**What to do**
Write out the records below once more, exactly as they stand.

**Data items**

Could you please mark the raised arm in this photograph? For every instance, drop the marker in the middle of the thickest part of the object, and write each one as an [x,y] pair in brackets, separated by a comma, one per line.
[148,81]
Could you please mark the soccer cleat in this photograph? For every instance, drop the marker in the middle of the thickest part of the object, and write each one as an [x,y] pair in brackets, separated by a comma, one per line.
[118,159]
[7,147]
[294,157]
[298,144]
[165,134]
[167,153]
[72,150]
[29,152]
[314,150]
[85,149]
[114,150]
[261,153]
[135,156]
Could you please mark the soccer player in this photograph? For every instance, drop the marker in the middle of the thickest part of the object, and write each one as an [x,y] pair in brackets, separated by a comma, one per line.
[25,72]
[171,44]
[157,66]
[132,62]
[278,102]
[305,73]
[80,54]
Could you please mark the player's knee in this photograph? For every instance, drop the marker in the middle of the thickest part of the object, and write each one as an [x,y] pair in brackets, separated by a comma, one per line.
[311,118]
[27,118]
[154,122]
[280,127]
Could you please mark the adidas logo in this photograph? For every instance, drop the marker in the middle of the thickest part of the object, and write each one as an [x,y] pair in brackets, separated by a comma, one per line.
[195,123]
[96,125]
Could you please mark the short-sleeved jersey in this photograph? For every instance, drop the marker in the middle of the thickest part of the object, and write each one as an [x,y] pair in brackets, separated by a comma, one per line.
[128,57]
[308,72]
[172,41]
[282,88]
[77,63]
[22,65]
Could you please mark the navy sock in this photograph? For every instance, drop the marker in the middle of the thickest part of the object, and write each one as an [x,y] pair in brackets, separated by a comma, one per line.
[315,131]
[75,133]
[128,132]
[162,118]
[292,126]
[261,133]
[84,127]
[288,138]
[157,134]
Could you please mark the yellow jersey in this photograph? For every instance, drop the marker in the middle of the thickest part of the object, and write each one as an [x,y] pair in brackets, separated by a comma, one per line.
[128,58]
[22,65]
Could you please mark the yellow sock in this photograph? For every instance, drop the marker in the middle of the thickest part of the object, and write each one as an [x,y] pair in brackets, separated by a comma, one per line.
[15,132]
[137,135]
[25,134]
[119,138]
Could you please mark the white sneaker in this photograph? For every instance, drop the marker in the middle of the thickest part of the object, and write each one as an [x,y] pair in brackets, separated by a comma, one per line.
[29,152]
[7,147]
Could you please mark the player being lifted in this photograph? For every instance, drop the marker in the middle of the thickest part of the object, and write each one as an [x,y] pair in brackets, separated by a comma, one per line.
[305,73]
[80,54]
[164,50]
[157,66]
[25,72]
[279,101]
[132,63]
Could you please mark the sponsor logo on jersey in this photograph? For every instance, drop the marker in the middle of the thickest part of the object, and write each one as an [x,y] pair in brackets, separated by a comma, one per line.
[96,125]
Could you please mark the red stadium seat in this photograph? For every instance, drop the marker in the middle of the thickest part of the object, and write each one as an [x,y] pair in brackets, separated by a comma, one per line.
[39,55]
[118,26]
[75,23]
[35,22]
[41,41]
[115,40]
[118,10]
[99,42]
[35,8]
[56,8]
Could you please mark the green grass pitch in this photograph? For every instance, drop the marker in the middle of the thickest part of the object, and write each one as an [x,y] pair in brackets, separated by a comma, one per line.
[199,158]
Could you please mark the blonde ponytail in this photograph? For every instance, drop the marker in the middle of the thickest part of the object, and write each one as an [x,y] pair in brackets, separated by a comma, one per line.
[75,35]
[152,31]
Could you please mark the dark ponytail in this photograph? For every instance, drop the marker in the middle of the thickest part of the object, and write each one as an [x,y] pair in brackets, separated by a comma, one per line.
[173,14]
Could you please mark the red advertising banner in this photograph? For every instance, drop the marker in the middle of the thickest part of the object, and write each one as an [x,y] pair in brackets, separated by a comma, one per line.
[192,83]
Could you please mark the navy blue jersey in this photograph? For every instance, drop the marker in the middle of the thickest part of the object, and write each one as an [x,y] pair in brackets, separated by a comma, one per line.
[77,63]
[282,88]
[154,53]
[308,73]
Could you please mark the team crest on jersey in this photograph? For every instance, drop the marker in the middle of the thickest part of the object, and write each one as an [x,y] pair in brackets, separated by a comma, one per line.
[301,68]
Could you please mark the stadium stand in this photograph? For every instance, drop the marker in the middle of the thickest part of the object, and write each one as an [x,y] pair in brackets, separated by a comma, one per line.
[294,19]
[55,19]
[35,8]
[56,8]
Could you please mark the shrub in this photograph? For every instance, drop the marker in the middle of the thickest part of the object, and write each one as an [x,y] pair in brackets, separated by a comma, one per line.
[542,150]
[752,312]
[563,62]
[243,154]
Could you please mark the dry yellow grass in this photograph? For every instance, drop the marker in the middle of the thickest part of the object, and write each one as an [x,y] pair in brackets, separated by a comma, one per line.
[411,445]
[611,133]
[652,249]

**Output below**
Could you please mark the raised arm in this photograph? For every instance, drop the marker in the middle of the thickest part of the object, and write each one as an [x,y] pair in brackets, separated by a comma, one per line.
[148,81]
Could you please mark the soccer cleat in this photograph? For every instance, drop the marker in the middle of the thickest part of the object, and write each one as an [x,y] pair in brackets, separated by a comma, one per line.
[118,159]
[7,147]
[294,157]
[298,144]
[165,134]
[167,153]
[72,150]
[29,152]
[314,150]
[85,149]
[114,150]
[261,153]
[135,156]
Could you please mark the soccer player in this photograph? For every instance, drop the marker in the middle of the thickest part of the object, and write each one as an [x,y] pair in brackets, separated by a comma, one per line.
[25,72]
[171,44]
[157,66]
[132,62]
[278,102]
[305,73]
[80,54]
Could you please mark the player's knee in this photograph? For every instance, drop the marker in the middle of the thickest part of the object, and write each one as an [x,y] pair in brackets, separated by a comma, one per line.
[311,118]
[27,118]
[154,122]
[280,127]
Could you please mark the adidas logo in this photograph? For every instance, drop the marker in the middle of the thickest part of the object, and write each one as an [x,y] pair in brackets, separated by a comma, one per line.
[195,123]
[96,125]
Could you please mark the short-sleeved jersey in this photograph? For every instance, drop the marker in the middle of the thickest part of the object, and write each one as an [x,y] pair in brackets, separated by a comma, one per line.
[128,57]
[308,72]
[172,41]
[282,88]
[77,63]
[22,65]
Could you please mark the navy sock in this photograph? For every instance, drop the marker in the middle of the thickest part of the object, and write each one as an [x,y] pair in brackets, separated by a comma, one per line.
[315,131]
[75,133]
[128,132]
[162,118]
[292,126]
[261,133]
[84,127]
[288,138]
[157,134]
Could you please mark the yellow jersey in this photograph? For every instance, drop the marker in the middle of the thickest part of the object, and write each one as an [x,y] pair in brackets, separated by a comma, one per line.
[128,58]
[22,65]
Could you please mark the yellow sock in this photograph? For every instance, drop the marker in the middle of the thickest part of the object, and write each one as an [x,y] pair in brackets, separated by a comma, one per line.
[15,132]
[137,135]
[25,134]
[119,138]
Could you please mark the white sneaker in this photograph? For every instance, drop the marker in the middle of the thickest part of the object, and write each one as an [x,y] pair in brackets, separated by a comma, one per line.
[29,152]
[7,147]
Could you please mark the player being lifted in this photograph? For every instance, drop the marker in the middle of the thickest part of the object, and write each one as an [x,y] pair in brackets, separated by a comma, one per line.
[305,73]
[80,54]
[164,50]
[157,66]
[25,72]
[279,101]
[132,63]
Could you please mark the sponsor logo on jersey in this photograph? For every instance, drop the marker in the middle of the thickest part of the object, and write each one as an [x,y] pair in brackets, separated by a comma, one per line.
[96,125]
Could you please mark the red stadium seat in this photograph? For every instance, drop the marker in the middle of the thickest part of the object, and write each one as an [x,y] pair in brackets, separated by a comma, one per line.
[39,55]
[118,26]
[75,23]
[35,22]
[41,41]
[115,40]
[118,10]
[99,42]
[35,8]
[56,8]
Could you please mark the green grass pitch in this photograph? For every instance, drop the marker in the middle of the thickest part of the object, and write each one as an [x,y] pair in brackets, separated by a comma, one per line.
[199,158]
Could you please mark the blonde ponytail in this photograph? For every instance, drop the marker in the middle of the thickest part of the object, and write each one as an [x,y] pair in brackets, separated by a comma, one per line.
[75,35]
[152,31]
Could you please mark the dark ponytail in this photograph? For every instance, drop the marker in the middle of the thickest part of the object, and write each one as an [x,y] pair in brackets, separated by a comma, one per line.
[173,14]
Could you please mark the red advertising banner in this photograph? For every instance, drop the marker in the middle of the thickest part of the object, and write each one as an [x,y] pair in brackets, separated by a comma, one per line.
[192,83]
Could you please mark the navy blue jersey in this photograph? For every instance, drop the marker in the middle of the thickest part of the object, and write each one as an [x,y] pair in brackets, separated by a comma, one per line.
[77,63]
[282,88]
[154,53]
[308,73]
Could you please mark the team crest on jersey in this photograph? For every instance, drop the marker in the middle of the thickest part of the object, and write each one as an [x,y] pair in brackets, separated by a comma, one per line.
[301,68]
Could you please mark the stadium stand in this photograph? For every instance, drop the marker in the middle of the thickest part of the object, and write each one as an [x,y] pair in brackets, separated by a comma, one per line.
[294,19]
[55,19]
[35,8]
[56,8]
Could you please mark the shrub in this photograph? For every instance, drop the marker in the middle of the thickest part of the object, and write each one as an [x,y] pair in brackets, separated by a comma, one per line.
[542,150]
[752,312]
[563,62]
[243,154]
Could you please mark the dry yellow grass in this photograph? For every instance, drop the marker in the middle of the thickest part of the object, and write each one as an [x,y] pair in brackets, separated by a comma, one per line.
[411,445]
[611,133]
[652,249]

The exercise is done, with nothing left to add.